## [Problem to solve]
Print each of the records below, keeping every character unchanged.

## [Records shown]
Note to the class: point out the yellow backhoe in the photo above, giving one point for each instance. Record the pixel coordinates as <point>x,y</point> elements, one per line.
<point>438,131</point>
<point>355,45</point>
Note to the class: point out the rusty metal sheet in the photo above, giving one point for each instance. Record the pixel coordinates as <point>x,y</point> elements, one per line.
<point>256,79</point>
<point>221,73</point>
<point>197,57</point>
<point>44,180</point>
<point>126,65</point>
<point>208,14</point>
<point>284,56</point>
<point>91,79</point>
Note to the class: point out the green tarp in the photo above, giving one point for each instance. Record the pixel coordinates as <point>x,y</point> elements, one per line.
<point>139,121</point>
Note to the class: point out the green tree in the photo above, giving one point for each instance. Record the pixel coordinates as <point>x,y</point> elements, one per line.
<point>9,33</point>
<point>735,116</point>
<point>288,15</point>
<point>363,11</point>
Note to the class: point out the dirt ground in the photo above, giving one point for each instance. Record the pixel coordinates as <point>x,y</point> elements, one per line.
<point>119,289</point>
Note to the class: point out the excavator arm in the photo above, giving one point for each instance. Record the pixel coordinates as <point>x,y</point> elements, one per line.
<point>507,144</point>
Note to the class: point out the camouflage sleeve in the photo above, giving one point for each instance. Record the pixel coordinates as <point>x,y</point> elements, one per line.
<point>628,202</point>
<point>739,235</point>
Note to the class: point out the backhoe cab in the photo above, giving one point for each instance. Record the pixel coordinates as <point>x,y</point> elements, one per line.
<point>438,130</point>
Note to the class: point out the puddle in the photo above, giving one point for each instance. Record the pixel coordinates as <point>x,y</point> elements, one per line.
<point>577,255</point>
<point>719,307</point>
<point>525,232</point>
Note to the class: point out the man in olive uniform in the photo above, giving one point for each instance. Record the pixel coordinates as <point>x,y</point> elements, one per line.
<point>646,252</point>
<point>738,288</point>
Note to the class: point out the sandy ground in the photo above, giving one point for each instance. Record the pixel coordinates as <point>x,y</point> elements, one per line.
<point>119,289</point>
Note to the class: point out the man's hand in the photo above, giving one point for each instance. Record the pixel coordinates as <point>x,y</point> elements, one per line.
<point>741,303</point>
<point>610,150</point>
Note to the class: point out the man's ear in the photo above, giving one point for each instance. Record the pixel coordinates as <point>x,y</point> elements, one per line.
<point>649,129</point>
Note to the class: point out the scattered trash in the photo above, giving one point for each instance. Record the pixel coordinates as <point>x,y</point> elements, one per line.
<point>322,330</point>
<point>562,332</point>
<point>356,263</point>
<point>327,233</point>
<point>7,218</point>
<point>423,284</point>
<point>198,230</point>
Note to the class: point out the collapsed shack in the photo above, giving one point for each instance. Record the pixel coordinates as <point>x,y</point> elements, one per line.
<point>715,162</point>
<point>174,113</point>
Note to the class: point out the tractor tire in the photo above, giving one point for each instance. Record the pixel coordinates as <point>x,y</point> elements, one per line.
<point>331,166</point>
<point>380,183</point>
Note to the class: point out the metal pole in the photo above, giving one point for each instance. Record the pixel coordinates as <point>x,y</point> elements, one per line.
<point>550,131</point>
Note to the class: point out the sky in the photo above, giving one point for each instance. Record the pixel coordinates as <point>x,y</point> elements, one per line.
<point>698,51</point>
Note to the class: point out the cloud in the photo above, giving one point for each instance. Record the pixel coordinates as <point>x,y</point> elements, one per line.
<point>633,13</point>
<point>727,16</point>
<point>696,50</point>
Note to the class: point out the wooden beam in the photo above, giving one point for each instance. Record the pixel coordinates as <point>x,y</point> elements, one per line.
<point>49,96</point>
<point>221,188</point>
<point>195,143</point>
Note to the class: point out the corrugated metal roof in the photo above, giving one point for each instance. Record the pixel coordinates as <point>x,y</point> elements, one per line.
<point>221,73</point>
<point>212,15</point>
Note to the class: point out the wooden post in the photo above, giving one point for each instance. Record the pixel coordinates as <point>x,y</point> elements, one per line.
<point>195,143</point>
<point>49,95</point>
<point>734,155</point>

## [Response to this task]
Note to the class: point out the yellow backhoe in the photo above, giving one point for each instance. Record the pixel coordinates as <point>x,y</point> elements, one per line.
<point>438,131</point>
<point>355,45</point>
Note to the class: point out the rusty metal sheet in the photo above, giving one point for each instance. Record the pixel coordinates as <point>x,y</point> elements, one per line.
<point>256,79</point>
<point>221,73</point>
<point>197,57</point>
<point>44,180</point>
<point>126,65</point>
<point>208,14</point>
<point>284,56</point>
<point>91,79</point>
Note to the class: point out the green tarp in the photo above, giving one point for each instance. Record the pixel coordinates as <point>x,y</point> elements, one per line.
<point>139,121</point>
Note to the class: point out the green tree in the photo above, giving one point for each instance. Record the pixel coordinates as <point>x,y</point> elements, one per line.
<point>9,33</point>
<point>735,116</point>
<point>288,15</point>
<point>363,11</point>
Note to the class: point out the dirt ground in the photo above, giving one point for each instance. Record the pixel coordinates as <point>x,y</point> elements, one per line.
<point>119,289</point>
Note to the class: point out the excavator arm in the photo above, giving one point for each instance. Record the pixel coordinates as <point>x,y</point> elements, one per line.
<point>507,144</point>
Note to the class: point out the camouflage sleeve in the photo above, giving one point for each instance. Record the pixel coordinates as <point>x,y</point> elements, one per line.
<point>628,202</point>
<point>739,235</point>
Note to the class: point out the backhoe cab in the photo above, giving one point for each instance. Record the pixel coordinates as <point>x,y</point> elements, one per line.
<point>438,130</point>
Note to the class: point out the puddle in the photo above, giving one point for each instance. Record the pixel coordinates as <point>x,y</point> elements, one per line.
<point>577,255</point>
<point>719,307</point>
<point>525,232</point>
Note to the class: point out the man in olive uniform in the photo above, giving one point for each instance. Record the pixel coordinates as <point>x,y</point> elements, one per line.
<point>646,252</point>
<point>738,288</point>
Note to the class: point out the sandy ground in the photo above, giving one point for each instance. Record the pixel coordinates as <point>x,y</point> elements, one per line.
<point>119,289</point>
Note to the class: point out the man's hand in the photo above, giving one point for each instance. Record the pixel coordinates as <point>x,y</point> elements, one per line.
<point>741,303</point>
<point>610,150</point>
Note to the class: point out the man's ear in the photo above, giving one point for each instance. Record the pixel coordinates as <point>x,y</point> elements, one per line.
<point>649,129</point>
Note to the class: point out the scattered trash in the photo above, giving one point for each instance. Record the pixel coordinates as <point>x,y</point> elements, one per line.
<point>322,330</point>
<point>562,332</point>
<point>356,263</point>
<point>327,233</point>
<point>7,218</point>
<point>423,284</point>
<point>198,230</point>
Note to the class: point out the collapsed shack in the photo above, giving one point for each instance. Record the pixel coordinates as <point>x,y</point> elements, one per line.
<point>715,162</point>
<point>174,113</point>
Note to the class: point out the tractor tire in the photo above, giving one point for each instance. Record the pixel coordinates as <point>x,y</point> elements, one per line.
<point>331,166</point>
<point>380,183</point>
Note to the class: point out the metal pole in the photo above, giving one point for each instance. Record the pixel coordinates as <point>x,y</point> elements, one per line.
<point>550,131</point>
Note to the class: point out the sky in the photo above, giving one point for each instance. Record the pixel coordinates as <point>x,y</point> elements, one per line.
<point>698,51</point>
Note to the class: point out the cloud in the photo above, giving one point for each instance. Record the pixel coordinates as <point>x,y</point> elements, one per line.
<point>633,13</point>
<point>727,16</point>
<point>696,50</point>
Note to the class: point out the wooden beam in the photo above, giving one point for each instance. Record the pixel coordinates as <point>x,y</point> elements, one per line.
<point>49,96</point>
<point>221,188</point>
<point>195,143</point>
Note to the class: point out the corrugated metal roof in the photo above, giving one point for each instance. Record the pixel coordinates as <point>x,y</point> elements, one per line.
<point>221,73</point>
<point>212,15</point>
Note to the class: point out the wooden post in the photo above, giving one point for each instance. Record the pixel coordinates as <point>x,y</point> elements, one per line.
<point>195,143</point>
<point>49,95</point>
<point>734,155</point>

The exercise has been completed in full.